_Yapılacak iş_
Metnin "Geçtiğimiz Perşembe günü" ifadesinden "diplomasi zaferine dönüşmüştü." ifadesine kadar uzanan kısmını güncelle: "Perşembe" yerine "Cuma" koyup bu kısmı yeniden yaz.

_Seçilen metin_

----------

CHP'li Mehmet Sevigen'den partisine sert eleştiri: "CHP Tayyip Bey'i yalnız bırakmamalıydı"

CHP'li Mehmet Sevigen, Türkiye'nin güney sınırındaki terör tehdidine karşı başlattığı Barış Pınarı Harekatı'na destek vermeyen partisini eleştirdi. CHP'de eksen kayması olduğunu söyleyen Sevigen, tüm meselelerin Başkan Erdoğan'ın omuzlarına bırakıldığını söyleyerek, "Eskiden olsaydı tüm CHP’li milletvekilleri dünyaya dağılır ve haklı davamızı anlatırdı. Harekattaki başarımız masada zafere dönüştü. CHP Tayyip Bey'i yalnız bırakmamalıydı. CHP’nin bir hafızası kalmadı" şeklinde konuştu.

takvim.com.tr takvim.com.tr
Giriş Tarihi :21 Ekim 2019 , 10:05 Güncelleme Tarihi :21 Ekim 2019 , 10:05
CHP’li Mehmet Sevigen’den partisine sert eleştiri: CHP Tayyip Bey’i yalnız bırakmamalıydı

Geçtiğimiz Perşembe günü dünyanın gözü Ankara'da gerçekleştirilen bir toplantıdaydı. Cumhurbaşkanı Erdoğan ile ABD Başkan Yardımcısı Mike Pence'in görüşmesinin ardından heyetler arası yapılan ve yaklaşık 4,5 saat süren görüşmenin ardından yapılan açıklamayı dünya basını şu başlıkla duyurdu: "Türkiye masada istediğini aldı." Barış Pınarı Harekatı ile elde ettiğimiz askeri başarı masada bir diplomasi zaferine dönüşmüştü.

----------

[Bir veri derlemesinden alınan kayıtlar]
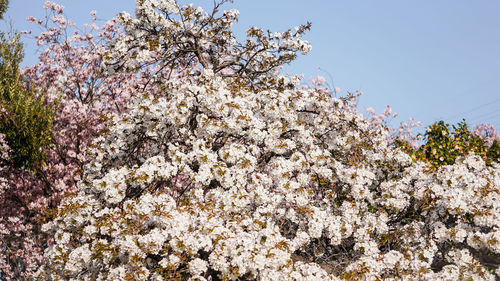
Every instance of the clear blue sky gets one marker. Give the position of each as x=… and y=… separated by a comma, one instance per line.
x=431, y=59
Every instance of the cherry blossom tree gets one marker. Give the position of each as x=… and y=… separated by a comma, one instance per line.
x=70, y=79
x=222, y=168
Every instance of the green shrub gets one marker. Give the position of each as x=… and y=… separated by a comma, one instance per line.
x=24, y=119
x=444, y=144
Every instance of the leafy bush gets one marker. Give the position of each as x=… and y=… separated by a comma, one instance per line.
x=25, y=120
x=443, y=145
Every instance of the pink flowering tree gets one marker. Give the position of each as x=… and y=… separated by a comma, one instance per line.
x=232, y=171
x=69, y=76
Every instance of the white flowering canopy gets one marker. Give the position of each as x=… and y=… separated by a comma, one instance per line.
x=214, y=178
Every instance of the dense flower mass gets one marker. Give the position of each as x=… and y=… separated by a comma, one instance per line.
x=206, y=163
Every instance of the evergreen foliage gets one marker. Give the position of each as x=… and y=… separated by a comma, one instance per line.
x=24, y=120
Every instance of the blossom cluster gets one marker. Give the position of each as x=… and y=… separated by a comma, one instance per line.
x=213, y=179
x=208, y=164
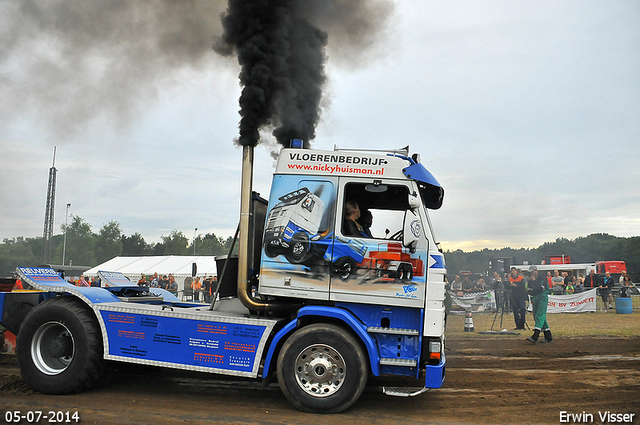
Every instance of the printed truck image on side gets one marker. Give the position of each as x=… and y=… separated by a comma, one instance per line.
x=339, y=277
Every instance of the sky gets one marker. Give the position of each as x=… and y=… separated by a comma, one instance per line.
x=527, y=113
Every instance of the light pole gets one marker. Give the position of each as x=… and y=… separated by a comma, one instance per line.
x=194, y=240
x=64, y=244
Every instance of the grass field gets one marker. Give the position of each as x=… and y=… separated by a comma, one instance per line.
x=561, y=324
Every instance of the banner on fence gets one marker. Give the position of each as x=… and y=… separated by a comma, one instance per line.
x=576, y=303
x=473, y=301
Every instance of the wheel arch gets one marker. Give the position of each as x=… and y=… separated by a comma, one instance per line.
x=322, y=314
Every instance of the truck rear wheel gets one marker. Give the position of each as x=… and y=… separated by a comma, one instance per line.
x=322, y=369
x=59, y=347
x=299, y=248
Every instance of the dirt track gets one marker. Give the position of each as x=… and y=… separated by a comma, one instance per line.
x=489, y=380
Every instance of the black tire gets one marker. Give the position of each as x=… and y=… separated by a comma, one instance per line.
x=322, y=368
x=298, y=249
x=344, y=267
x=271, y=251
x=59, y=347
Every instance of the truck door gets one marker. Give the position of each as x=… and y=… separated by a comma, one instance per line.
x=298, y=237
x=381, y=261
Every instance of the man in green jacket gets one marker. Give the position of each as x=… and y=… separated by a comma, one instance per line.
x=538, y=287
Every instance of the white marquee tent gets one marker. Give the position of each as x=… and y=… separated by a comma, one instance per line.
x=177, y=265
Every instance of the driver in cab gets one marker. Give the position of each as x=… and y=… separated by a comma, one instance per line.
x=350, y=226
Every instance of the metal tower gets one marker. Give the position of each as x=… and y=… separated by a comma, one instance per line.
x=48, y=213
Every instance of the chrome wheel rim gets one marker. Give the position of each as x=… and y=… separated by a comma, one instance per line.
x=52, y=348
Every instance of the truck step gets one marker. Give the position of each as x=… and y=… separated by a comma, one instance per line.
x=388, y=361
x=394, y=331
x=404, y=391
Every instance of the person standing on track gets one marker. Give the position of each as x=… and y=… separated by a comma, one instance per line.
x=539, y=288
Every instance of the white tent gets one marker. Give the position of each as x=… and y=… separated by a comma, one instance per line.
x=177, y=265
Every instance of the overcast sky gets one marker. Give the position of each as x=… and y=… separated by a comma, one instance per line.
x=528, y=113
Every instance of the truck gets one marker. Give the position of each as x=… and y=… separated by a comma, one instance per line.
x=318, y=310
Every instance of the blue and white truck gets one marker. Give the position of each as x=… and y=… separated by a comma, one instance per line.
x=321, y=318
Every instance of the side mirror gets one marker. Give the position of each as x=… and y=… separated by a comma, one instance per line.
x=412, y=228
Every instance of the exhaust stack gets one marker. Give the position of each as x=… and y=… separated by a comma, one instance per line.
x=247, y=239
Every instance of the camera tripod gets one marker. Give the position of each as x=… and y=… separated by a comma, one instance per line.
x=503, y=297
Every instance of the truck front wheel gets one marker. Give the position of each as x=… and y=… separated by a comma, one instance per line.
x=322, y=369
x=59, y=347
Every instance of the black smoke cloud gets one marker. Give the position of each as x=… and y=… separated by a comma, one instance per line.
x=69, y=62
x=281, y=49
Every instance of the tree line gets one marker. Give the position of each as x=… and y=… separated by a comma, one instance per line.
x=588, y=249
x=83, y=247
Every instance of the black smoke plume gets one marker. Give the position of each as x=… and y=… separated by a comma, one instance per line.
x=282, y=52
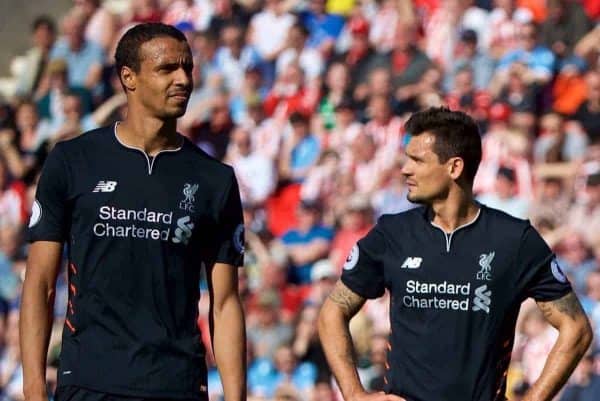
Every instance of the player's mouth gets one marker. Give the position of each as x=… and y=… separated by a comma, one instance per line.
x=180, y=95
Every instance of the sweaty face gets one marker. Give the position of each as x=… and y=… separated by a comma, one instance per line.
x=427, y=179
x=164, y=81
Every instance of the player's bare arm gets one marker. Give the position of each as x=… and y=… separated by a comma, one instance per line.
x=341, y=305
x=36, y=315
x=228, y=331
x=575, y=336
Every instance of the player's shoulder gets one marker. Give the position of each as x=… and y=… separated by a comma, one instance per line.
x=95, y=137
x=414, y=214
x=204, y=161
x=502, y=220
x=396, y=223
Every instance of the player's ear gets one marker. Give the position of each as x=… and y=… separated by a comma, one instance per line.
x=128, y=78
x=456, y=166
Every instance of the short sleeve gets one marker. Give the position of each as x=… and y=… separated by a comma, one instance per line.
x=542, y=276
x=363, y=269
x=49, y=219
x=230, y=227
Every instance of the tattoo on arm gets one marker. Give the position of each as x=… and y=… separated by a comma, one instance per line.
x=349, y=301
x=569, y=305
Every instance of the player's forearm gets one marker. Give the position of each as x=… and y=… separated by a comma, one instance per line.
x=35, y=325
x=570, y=346
x=229, y=343
x=339, y=350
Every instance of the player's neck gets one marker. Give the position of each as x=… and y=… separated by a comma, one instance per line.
x=149, y=134
x=456, y=210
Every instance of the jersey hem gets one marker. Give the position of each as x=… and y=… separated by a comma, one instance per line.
x=130, y=392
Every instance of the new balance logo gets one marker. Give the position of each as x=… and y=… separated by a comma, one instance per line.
x=482, y=299
x=411, y=263
x=105, y=186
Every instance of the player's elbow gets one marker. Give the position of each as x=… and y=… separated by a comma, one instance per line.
x=586, y=334
x=329, y=316
x=580, y=334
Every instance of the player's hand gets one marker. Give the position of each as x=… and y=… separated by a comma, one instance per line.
x=379, y=396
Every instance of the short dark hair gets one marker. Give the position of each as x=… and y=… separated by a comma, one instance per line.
x=456, y=135
x=43, y=20
x=128, y=48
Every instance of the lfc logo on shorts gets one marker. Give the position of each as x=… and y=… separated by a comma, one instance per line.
x=189, y=191
x=485, y=261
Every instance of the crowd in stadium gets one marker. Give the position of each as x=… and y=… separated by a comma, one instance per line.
x=307, y=99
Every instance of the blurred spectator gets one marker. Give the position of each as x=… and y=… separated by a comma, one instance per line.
x=145, y=11
x=228, y=12
x=324, y=28
x=505, y=197
x=588, y=113
x=195, y=12
x=360, y=55
x=517, y=88
x=465, y=96
x=306, y=243
x=385, y=22
x=575, y=260
x=255, y=173
x=551, y=203
x=355, y=223
x=320, y=182
x=36, y=58
x=565, y=25
x=336, y=91
x=306, y=345
x=233, y=58
x=289, y=94
x=50, y=105
x=300, y=150
x=506, y=20
x=569, y=88
x=468, y=55
x=391, y=197
x=556, y=143
x=370, y=165
x=537, y=59
x=405, y=61
x=585, y=214
x=269, y=29
x=297, y=50
x=100, y=26
x=213, y=135
x=84, y=58
x=585, y=385
x=267, y=333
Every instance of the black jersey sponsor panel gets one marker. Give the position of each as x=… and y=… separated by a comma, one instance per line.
x=454, y=298
x=139, y=231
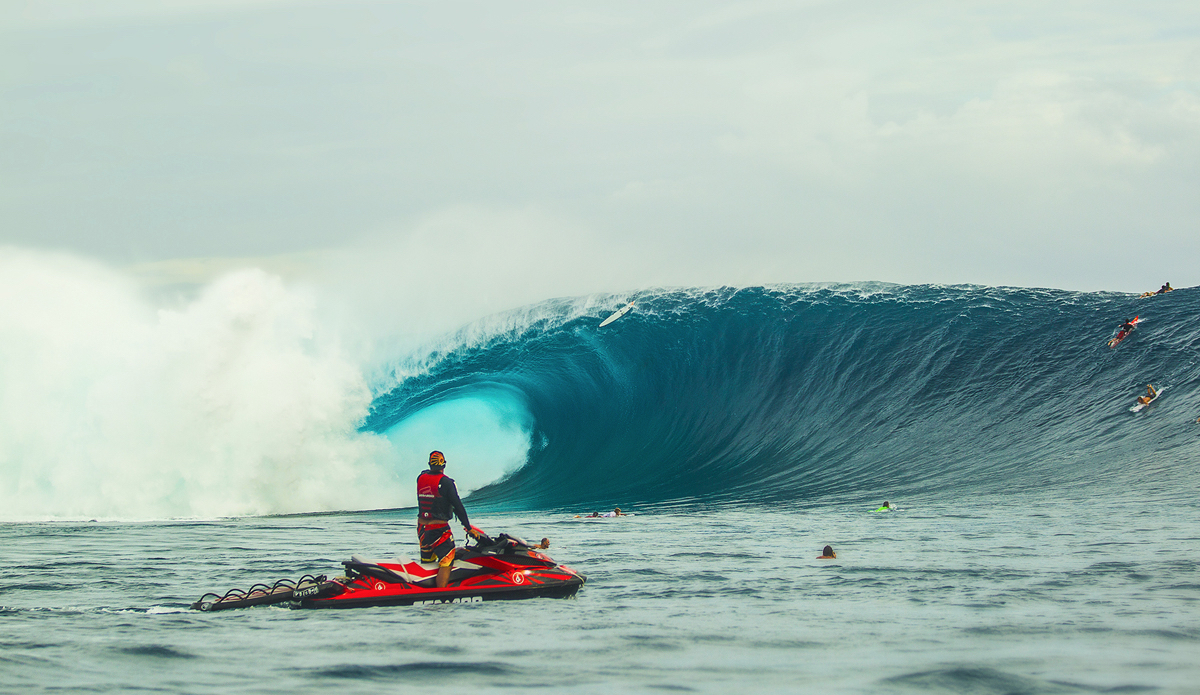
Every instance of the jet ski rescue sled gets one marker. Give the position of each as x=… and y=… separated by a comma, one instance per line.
x=504, y=568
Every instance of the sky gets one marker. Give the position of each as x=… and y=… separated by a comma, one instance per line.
x=526, y=150
x=225, y=223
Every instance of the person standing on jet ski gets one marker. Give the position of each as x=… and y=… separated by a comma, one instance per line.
x=437, y=502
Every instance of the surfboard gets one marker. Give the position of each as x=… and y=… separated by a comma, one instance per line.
x=617, y=315
x=1140, y=406
x=1116, y=340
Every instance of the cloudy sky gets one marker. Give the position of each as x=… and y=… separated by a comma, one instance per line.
x=569, y=147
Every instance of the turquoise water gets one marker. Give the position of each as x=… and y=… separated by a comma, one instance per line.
x=1031, y=593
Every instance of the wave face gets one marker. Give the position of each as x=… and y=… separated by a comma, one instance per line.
x=801, y=394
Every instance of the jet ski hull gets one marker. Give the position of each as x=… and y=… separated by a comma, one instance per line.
x=351, y=597
x=502, y=569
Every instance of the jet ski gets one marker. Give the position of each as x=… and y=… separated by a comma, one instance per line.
x=503, y=568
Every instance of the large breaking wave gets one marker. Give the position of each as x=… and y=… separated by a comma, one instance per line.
x=808, y=393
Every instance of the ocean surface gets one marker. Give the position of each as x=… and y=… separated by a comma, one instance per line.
x=1047, y=538
x=1029, y=593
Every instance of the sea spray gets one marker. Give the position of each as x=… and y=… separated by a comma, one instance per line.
x=233, y=403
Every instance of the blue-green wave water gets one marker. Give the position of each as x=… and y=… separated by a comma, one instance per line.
x=1045, y=538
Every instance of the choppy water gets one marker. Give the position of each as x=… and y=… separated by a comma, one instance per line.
x=1035, y=593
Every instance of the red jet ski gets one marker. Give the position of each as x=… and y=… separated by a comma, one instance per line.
x=493, y=569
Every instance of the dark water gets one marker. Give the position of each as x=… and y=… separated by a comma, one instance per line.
x=804, y=394
x=1048, y=539
x=1030, y=593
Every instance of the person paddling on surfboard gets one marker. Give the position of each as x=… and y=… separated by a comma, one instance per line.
x=1123, y=330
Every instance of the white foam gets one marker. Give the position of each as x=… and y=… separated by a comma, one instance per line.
x=233, y=403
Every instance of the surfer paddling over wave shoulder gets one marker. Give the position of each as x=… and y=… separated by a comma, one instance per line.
x=617, y=313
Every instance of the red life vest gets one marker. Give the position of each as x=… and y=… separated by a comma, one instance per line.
x=430, y=503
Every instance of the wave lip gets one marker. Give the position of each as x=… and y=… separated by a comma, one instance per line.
x=804, y=393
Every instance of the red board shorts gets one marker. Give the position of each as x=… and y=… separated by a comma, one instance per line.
x=437, y=543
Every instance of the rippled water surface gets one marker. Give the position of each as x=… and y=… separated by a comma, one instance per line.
x=1037, y=594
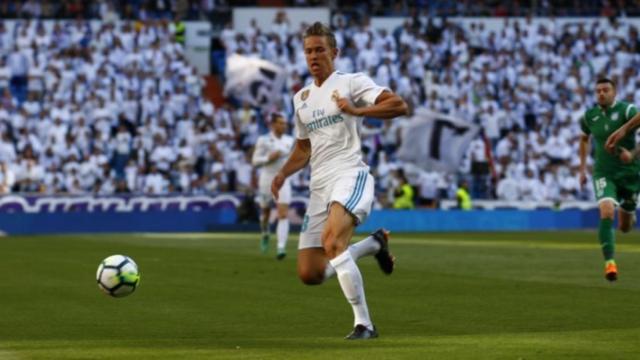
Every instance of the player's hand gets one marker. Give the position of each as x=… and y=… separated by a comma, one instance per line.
x=614, y=139
x=276, y=184
x=275, y=156
x=583, y=178
x=625, y=155
x=346, y=107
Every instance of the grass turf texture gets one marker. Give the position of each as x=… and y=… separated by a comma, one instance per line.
x=215, y=296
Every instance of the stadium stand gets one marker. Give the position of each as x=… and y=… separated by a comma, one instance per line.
x=116, y=108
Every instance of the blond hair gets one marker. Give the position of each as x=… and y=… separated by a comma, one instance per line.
x=320, y=29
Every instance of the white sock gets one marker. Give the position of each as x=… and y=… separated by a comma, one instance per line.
x=352, y=286
x=329, y=271
x=283, y=233
x=368, y=246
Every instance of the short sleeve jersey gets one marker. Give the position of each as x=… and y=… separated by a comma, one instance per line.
x=600, y=123
x=334, y=136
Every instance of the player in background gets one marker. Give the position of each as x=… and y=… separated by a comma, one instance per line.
x=612, y=142
x=270, y=153
x=327, y=115
x=615, y=183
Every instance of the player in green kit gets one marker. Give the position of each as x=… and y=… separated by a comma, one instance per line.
x=616, y=182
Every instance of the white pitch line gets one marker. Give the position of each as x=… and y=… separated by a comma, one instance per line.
x=427, y=241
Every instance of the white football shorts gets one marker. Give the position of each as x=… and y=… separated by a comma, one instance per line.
x=355, y=191
x=265, y=198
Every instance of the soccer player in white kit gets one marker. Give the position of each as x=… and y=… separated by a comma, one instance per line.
x=327, y=113
x=270, y=153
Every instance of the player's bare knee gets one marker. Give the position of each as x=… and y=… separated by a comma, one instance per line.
x=607, y=210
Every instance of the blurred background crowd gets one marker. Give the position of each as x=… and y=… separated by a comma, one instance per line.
x=115, y=107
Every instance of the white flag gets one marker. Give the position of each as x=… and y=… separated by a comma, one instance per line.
x=254, y=80
x=436, y=141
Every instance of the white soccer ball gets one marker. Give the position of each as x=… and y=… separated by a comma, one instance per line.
x=118, y=276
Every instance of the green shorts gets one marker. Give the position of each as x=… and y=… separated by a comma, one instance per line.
x=622, y=189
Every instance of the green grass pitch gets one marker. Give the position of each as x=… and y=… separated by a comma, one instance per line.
x=215, y=296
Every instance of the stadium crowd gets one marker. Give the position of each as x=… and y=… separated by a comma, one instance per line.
x=118, y=109
x=527, y=85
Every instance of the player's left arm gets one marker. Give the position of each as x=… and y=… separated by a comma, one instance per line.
x=624, y=130
x=387, y=106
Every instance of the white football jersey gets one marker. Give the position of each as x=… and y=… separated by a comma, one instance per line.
x=265, y=146
x=335, y=141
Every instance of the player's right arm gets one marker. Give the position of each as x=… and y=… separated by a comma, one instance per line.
x=585, y=148
x=298, y=159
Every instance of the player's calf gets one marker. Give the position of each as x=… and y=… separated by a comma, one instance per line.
x=627, y=219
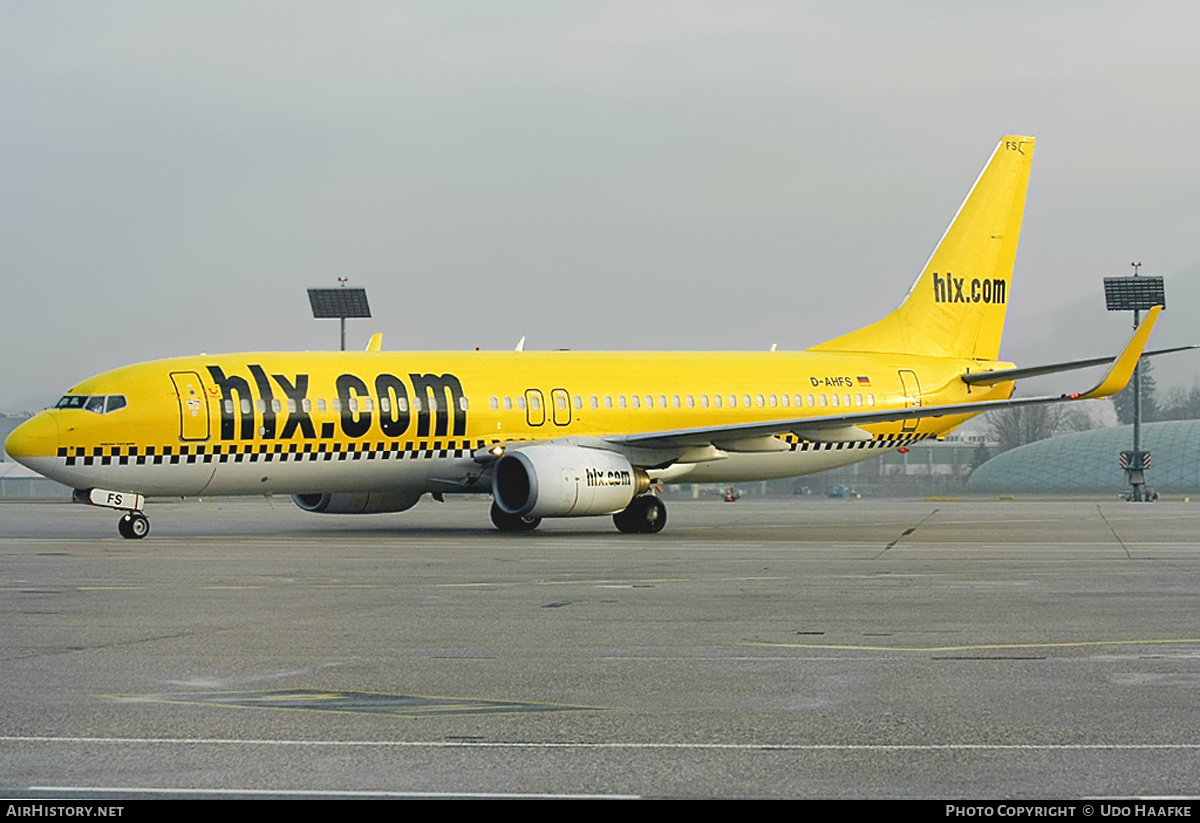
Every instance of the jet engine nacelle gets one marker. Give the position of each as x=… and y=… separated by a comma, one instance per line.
x=565, y=481
x=357, y=503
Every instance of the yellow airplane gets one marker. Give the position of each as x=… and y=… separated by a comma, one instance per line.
x=559, y=433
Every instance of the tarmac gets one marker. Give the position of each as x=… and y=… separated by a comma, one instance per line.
x=766, y=648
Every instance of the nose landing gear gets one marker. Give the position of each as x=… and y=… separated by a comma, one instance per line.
x=133, y=526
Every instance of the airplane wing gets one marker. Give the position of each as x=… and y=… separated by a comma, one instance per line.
x=845, y=427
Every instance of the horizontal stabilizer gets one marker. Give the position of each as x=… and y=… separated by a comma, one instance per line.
x=847, y=426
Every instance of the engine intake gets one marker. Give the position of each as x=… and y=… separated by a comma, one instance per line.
x=565, y=481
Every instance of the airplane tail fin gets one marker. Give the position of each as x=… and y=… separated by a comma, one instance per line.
x=957, y=306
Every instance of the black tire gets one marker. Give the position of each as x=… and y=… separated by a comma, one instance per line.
x=643, y=515
x=135, y=526
x=507, y=522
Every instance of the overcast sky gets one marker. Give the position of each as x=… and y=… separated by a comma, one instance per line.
x=647, y=174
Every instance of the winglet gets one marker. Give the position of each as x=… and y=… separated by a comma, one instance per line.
x=1121, y=370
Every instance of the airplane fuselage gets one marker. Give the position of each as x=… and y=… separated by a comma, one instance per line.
x=322, y=422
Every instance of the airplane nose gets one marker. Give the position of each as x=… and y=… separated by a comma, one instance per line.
x=37, y=437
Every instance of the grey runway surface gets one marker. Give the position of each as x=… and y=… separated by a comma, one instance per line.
x=787, y=648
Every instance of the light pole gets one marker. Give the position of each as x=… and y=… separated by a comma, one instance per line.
x=1123, y=294
x=340, y=302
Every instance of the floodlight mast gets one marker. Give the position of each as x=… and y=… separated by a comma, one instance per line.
x=1135, y=294
x=340, y=302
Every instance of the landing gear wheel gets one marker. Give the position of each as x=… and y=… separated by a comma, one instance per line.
x=135, y=526
x=643, y=515
x=507, y=522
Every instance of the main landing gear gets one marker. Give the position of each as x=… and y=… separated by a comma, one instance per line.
x=643, y=515
x=507, y=522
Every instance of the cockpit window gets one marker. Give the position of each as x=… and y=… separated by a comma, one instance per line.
x=95, y=403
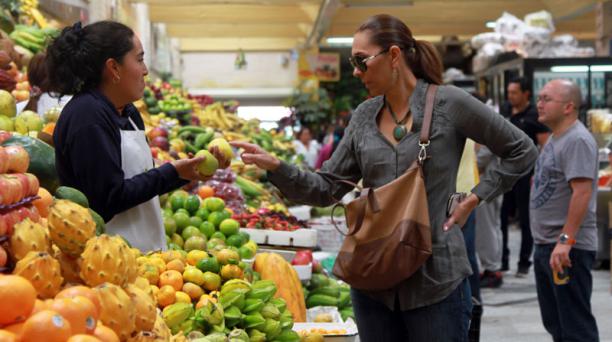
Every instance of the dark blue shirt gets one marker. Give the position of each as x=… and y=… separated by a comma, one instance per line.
x=87, y=142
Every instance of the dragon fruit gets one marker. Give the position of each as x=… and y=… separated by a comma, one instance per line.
x=43, y=271
x=70, y=225
x=108, y=259
x=116, y=310
x=29, y=236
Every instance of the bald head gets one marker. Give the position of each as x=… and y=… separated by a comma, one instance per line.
x=568, y=91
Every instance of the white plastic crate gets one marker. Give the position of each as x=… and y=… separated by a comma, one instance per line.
x=297, y=238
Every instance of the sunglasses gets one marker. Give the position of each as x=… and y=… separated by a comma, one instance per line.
x=360, y=62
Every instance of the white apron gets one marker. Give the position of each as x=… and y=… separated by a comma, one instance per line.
x=141, y=225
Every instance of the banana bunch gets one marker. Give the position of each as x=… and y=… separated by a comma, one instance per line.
x=214, y=115
x=30, y=13
x=31, y=38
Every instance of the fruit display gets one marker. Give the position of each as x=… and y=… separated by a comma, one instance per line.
x=273, y=267
x=325, y=291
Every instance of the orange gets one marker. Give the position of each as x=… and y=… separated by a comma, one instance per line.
x=7, y=336
x=193, y=290
x=166, y=296
x=43, y=203
x=206, y=191
x=79, y=311
x=39, y=306
x=16, y=329
x=83, y=338
x=48, y=326
x=84, y=291
x=3, y=257
x=18, y=297
x=105, y=334
x=176, y=265
x=172, y=278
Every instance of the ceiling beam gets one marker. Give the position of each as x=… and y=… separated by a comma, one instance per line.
x=235, y=30
x=235, y=44
x=246, y=14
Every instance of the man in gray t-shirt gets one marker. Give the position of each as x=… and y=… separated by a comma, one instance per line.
x=562, y=211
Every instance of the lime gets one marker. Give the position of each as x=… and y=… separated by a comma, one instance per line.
x=195, y=242
x=190, y=231
x=177, y=240
x=245, y=253
x=229, y=227
x=183, y=210
x=181, y=220
x=214, y=204
x=212, y=281
x=209, y=265
x=177, y=202
x=192, y=204
x=167, y=212
x=218, y=235
x=207, y=229
x=246, y=236
x=195, y=221
x=235, y=240
x=202, y=213
x=216, y=218
x=169, y=225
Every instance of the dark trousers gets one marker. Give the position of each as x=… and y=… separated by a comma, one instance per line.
x=518, y=198
x=469, y=235
x=446, y=321
x=566, y=309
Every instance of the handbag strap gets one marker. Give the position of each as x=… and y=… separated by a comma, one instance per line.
x=426, y=128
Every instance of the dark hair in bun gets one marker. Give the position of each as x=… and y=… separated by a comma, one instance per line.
x=75, y=59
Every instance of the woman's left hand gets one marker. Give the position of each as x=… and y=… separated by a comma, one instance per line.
x=462, y=212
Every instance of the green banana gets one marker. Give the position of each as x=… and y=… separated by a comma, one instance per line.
x=321, y=300
x=287, y=335
x=254, y=321
x=253, y=305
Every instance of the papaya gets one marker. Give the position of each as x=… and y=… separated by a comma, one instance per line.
x=42, y=159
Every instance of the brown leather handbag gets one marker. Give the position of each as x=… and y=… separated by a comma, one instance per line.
x=389, y=235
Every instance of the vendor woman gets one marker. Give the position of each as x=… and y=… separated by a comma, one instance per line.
x=100, y=145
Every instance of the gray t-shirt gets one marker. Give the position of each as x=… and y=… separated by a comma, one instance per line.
x=566, y=157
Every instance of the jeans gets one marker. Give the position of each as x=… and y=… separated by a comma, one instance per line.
x=469, y=235
x=446, y=321
x=520, y=197
x=566, y=309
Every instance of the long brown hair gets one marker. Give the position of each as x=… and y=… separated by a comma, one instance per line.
x=421, y=56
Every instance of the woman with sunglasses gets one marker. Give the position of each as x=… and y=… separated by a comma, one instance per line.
x=380, y=143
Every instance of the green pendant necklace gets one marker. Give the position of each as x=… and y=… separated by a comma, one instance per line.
x=400, y=130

----------

_Yanıt aşağıda_
Geçtiğimiz Cuma günü dünyanın gözü Ankara'da gerçekleştirilen bir toplantıdaydı. Cumhurbaşkanı Erdoğan ile ABD Başkan Yardımcısı Mike Pence'in görüşmesinin ardından heyetler arası yapılan ve yaklaşık 4,5 saat süren görüşmenin ardından yapılan açıklamayı dünya basını şu başlıkla duyurdu: "Türkiye masada istediğini aldı." Barış Pınarı Harekatı ile elde ettiğimiz askeri başarı masada bir diplomasi zaferine dönüşmüştü.